> **Exercise details**: When a line below contains the word "face", copy that line.

> **Source records**:
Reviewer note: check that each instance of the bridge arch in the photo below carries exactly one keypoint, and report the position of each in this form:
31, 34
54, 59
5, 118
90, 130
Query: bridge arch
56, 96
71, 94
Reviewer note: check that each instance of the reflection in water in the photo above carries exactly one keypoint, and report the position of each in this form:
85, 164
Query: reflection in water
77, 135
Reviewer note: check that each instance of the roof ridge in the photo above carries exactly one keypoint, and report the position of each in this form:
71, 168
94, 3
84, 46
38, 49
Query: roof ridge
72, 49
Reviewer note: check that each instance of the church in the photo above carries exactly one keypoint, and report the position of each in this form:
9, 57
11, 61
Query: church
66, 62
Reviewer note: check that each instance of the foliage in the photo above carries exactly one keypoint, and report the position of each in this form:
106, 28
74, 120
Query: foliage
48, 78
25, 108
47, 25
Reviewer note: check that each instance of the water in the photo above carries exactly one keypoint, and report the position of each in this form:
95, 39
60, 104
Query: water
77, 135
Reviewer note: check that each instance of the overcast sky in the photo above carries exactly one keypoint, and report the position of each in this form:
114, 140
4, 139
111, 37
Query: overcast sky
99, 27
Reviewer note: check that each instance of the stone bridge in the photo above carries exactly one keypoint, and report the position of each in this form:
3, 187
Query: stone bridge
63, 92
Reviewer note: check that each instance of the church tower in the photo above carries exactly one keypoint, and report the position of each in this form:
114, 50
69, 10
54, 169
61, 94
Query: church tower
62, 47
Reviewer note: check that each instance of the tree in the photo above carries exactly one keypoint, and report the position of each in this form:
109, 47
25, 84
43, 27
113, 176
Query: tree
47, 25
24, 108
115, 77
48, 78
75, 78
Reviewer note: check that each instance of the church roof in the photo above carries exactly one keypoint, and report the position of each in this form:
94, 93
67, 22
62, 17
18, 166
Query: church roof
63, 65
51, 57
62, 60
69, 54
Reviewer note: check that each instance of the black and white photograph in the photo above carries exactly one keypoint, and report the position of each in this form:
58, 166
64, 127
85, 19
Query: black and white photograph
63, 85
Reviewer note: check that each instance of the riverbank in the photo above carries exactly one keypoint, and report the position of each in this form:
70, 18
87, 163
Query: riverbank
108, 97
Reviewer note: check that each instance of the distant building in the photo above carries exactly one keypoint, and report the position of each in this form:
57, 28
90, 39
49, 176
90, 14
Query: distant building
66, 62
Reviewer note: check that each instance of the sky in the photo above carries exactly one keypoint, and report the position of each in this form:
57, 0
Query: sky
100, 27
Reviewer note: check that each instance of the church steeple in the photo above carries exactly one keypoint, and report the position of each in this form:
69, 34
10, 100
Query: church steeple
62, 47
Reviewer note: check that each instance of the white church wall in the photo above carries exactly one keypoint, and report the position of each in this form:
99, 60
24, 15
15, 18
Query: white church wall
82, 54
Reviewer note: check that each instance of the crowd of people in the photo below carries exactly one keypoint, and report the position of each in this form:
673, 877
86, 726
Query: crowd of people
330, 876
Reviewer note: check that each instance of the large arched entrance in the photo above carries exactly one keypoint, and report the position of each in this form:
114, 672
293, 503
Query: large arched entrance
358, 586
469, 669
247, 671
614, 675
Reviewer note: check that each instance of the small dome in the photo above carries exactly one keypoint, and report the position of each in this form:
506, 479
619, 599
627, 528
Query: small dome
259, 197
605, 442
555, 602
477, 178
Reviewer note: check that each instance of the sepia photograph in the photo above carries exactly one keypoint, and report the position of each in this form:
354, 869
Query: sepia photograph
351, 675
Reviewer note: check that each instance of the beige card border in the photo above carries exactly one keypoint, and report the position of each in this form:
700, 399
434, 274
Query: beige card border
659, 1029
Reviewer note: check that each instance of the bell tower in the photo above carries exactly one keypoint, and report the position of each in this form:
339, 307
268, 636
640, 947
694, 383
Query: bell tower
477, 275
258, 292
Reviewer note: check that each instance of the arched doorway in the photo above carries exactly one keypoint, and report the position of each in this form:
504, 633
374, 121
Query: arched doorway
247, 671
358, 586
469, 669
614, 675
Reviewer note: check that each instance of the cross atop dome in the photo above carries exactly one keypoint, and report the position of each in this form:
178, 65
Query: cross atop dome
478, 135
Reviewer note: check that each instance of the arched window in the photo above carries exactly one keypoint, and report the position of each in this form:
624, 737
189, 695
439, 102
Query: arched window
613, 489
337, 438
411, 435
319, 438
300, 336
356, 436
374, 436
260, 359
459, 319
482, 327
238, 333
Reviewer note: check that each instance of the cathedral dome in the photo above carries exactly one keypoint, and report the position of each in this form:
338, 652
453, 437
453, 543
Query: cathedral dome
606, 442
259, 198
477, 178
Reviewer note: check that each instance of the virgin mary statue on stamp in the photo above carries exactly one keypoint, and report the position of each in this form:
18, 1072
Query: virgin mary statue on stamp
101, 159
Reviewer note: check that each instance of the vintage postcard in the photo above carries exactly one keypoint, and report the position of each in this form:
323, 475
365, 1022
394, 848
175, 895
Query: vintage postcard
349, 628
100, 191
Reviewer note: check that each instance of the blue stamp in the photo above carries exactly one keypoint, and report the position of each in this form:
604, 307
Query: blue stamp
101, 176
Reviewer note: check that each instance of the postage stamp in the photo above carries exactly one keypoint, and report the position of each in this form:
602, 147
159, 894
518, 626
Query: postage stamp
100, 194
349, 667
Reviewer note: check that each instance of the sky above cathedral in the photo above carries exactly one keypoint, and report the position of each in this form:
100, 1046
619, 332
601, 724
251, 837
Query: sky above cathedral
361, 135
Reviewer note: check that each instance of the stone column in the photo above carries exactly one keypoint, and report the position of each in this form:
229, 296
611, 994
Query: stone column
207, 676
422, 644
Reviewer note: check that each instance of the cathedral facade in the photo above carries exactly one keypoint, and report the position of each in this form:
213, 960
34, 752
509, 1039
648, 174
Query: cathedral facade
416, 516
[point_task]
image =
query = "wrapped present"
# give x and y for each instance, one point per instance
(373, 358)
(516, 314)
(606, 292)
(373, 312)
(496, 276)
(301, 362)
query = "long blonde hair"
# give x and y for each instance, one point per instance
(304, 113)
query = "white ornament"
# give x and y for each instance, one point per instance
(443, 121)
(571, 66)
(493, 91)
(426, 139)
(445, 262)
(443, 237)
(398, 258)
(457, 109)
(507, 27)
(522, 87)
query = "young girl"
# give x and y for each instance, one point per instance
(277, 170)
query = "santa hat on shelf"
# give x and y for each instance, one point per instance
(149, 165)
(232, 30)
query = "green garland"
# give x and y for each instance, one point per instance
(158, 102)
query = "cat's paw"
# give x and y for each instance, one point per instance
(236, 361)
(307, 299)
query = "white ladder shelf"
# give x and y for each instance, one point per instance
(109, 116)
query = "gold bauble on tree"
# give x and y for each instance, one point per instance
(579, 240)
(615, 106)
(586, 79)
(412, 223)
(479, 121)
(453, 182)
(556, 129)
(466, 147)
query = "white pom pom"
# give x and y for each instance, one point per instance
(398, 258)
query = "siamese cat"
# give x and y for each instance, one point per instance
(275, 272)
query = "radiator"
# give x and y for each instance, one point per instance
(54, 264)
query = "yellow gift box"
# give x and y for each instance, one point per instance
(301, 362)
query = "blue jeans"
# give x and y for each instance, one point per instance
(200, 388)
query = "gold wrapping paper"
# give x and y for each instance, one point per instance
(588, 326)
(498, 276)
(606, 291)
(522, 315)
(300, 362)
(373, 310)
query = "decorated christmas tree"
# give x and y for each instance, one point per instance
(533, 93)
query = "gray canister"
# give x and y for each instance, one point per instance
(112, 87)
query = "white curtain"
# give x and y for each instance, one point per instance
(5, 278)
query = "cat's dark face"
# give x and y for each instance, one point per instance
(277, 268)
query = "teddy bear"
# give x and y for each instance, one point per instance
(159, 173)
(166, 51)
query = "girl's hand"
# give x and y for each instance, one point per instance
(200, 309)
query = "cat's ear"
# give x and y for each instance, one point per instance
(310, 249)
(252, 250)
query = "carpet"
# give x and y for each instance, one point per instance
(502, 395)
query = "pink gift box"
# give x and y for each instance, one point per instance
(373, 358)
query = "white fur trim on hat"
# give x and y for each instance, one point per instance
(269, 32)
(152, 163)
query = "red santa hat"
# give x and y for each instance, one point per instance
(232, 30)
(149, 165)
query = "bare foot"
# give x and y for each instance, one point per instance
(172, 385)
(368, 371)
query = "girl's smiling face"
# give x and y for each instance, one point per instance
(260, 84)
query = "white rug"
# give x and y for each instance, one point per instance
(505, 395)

> **Answer**:
query = "cat's dark face"
query = "girl's smiling face"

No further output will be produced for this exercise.